→ WORK TASK
Leave the pictures out. Transcribe exactly every line from the start of the records through the one containing "Target: parked car".

Point localization data:

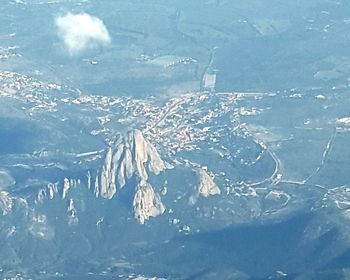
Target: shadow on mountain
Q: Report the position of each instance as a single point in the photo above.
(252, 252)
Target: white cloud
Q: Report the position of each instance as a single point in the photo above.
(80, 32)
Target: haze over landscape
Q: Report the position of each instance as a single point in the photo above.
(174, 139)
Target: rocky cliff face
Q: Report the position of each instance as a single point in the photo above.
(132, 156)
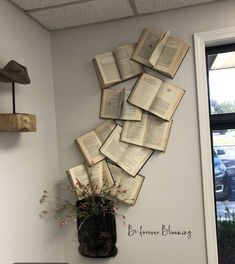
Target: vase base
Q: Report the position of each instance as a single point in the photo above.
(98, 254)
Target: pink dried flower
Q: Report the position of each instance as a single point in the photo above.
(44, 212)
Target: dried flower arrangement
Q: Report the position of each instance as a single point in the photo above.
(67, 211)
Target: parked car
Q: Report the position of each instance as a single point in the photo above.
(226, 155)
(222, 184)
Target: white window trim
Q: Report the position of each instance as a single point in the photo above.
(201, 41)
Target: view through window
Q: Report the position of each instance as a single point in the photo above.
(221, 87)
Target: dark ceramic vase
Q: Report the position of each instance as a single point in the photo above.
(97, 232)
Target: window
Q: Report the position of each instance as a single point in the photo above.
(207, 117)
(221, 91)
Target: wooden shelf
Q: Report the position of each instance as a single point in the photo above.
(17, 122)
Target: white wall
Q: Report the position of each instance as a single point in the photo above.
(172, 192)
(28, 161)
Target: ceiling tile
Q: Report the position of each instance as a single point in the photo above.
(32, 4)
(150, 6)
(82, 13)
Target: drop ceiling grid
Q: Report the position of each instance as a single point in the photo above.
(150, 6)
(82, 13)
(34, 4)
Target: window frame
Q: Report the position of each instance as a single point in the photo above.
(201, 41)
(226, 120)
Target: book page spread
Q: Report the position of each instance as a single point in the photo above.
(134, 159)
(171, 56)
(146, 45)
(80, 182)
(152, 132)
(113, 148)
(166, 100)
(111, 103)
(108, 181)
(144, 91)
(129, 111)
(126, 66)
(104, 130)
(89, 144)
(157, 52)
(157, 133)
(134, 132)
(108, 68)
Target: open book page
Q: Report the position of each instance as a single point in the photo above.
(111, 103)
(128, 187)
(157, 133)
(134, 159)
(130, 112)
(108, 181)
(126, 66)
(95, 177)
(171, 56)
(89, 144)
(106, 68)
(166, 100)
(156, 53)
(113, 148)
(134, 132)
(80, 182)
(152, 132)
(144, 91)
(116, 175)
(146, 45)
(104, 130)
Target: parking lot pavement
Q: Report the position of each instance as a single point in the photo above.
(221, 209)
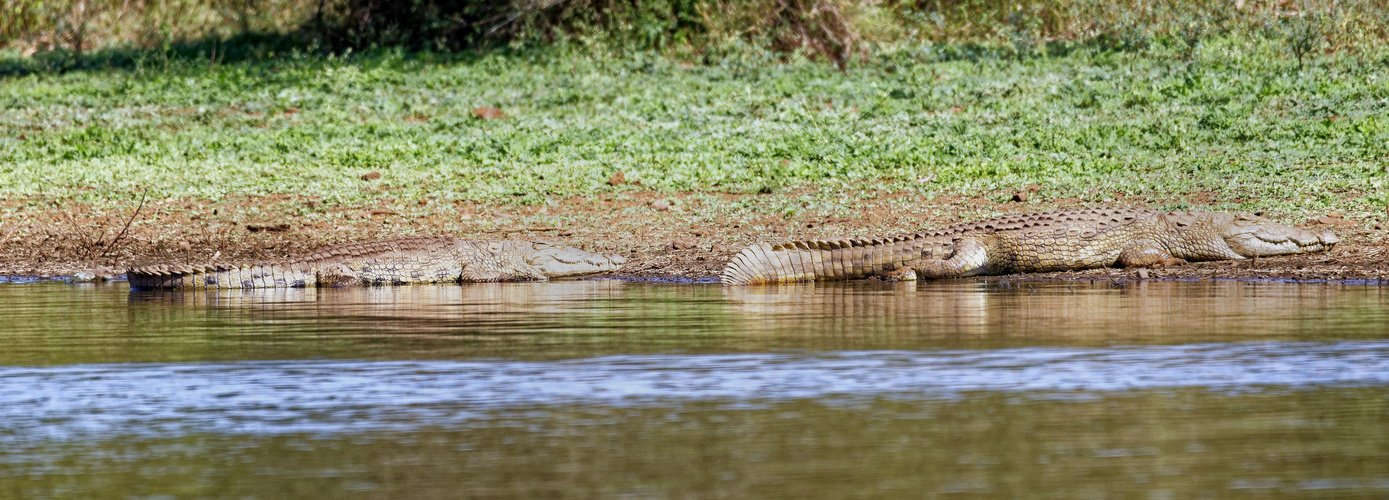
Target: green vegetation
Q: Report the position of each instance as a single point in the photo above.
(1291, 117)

→ EXPECTED ANSWER
Target: shadow on mountain
Q: Report the position of each instance as a single point in the photo above.
(252, 252)
Target: white cloud
Q: Report the position of each instance as a single point in the photo above.
(80, 32)
Target: haze over landscape
Q: Report the position of each instance as a single point in the photo above.
(174, 139)
Target: rocky cliff face
Q: Report the position of each instance as a single point in the photo above.
(132, 156)
Target: vase base
Q: Report the position of each instance as a single point in the photo above.
(98, 254)
Target: pink dried flower
Q: Report the position of each instance as a single point in the photo above.
(44, 212)
Target: dried flower arrangement
Q: Report the position of each instance as a single point in the photo above.
(67, 211)
Target: parked car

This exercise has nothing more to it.